[BEGIN Materials provided]

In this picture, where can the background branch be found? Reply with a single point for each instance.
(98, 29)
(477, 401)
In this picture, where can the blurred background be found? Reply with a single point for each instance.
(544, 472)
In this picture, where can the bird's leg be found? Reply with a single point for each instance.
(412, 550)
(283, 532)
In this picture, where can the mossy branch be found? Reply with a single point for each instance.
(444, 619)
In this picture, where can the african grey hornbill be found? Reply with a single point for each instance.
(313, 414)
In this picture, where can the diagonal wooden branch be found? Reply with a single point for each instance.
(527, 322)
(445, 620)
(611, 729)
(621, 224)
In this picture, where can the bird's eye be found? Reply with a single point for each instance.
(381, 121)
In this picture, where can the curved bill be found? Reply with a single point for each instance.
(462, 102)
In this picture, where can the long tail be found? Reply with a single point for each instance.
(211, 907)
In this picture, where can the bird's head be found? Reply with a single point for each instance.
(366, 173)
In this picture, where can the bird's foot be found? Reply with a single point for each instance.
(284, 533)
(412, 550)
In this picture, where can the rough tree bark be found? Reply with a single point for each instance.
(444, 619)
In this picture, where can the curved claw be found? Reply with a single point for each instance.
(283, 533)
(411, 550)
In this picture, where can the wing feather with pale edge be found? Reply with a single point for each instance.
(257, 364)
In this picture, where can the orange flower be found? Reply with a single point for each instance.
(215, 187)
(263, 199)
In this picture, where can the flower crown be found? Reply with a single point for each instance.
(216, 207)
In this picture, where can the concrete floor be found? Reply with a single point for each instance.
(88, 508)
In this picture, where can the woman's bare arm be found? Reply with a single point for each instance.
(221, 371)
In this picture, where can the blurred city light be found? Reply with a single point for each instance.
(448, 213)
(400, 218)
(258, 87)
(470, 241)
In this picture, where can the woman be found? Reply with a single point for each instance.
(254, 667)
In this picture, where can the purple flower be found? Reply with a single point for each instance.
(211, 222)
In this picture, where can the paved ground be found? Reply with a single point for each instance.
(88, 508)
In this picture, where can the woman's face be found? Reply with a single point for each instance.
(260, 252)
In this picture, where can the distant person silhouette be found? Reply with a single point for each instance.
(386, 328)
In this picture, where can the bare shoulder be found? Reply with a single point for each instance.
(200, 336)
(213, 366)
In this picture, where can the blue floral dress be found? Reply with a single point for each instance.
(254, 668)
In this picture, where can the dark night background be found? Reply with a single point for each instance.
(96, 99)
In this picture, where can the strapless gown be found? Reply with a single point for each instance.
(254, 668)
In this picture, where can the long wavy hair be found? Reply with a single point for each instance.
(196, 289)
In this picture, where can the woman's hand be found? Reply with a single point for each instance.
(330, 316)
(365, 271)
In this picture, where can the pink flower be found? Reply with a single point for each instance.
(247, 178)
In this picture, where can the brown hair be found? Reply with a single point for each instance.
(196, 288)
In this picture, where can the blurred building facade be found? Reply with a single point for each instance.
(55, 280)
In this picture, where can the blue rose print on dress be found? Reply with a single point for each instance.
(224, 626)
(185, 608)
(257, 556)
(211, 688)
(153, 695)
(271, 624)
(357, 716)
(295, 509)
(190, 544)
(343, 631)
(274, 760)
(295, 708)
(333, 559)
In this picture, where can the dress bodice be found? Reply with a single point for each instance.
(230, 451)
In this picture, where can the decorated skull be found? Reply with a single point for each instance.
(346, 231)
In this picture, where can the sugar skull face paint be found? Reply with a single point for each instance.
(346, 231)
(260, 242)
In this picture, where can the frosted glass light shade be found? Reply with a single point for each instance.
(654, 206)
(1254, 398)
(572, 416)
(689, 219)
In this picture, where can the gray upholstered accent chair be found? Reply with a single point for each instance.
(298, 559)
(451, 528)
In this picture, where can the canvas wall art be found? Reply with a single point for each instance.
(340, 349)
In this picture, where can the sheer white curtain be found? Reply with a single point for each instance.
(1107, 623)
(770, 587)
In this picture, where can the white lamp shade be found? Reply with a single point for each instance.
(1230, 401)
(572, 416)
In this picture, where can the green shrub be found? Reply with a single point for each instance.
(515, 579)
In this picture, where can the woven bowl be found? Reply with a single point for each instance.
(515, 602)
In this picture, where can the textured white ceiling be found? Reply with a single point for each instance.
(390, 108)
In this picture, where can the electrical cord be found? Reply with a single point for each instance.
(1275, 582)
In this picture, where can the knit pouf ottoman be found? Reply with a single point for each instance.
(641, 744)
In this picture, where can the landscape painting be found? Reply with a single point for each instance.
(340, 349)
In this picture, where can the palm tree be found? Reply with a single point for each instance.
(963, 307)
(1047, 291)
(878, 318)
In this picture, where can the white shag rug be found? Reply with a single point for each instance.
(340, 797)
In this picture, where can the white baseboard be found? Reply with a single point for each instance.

[END Materials provided]

▶ **Work instructions**
Transcribe word for word the part of the data that begins with the line containing "In this picture, where can the white shag" and continues through the end of the data, including both the first and last lines.

▶ **Task answer**
In this picture, where can the white shag rug be found? Reply with a single point for each instance.
(340, 797)
In this picture, where can the white baseboard be found? Reply with a single point for each instance.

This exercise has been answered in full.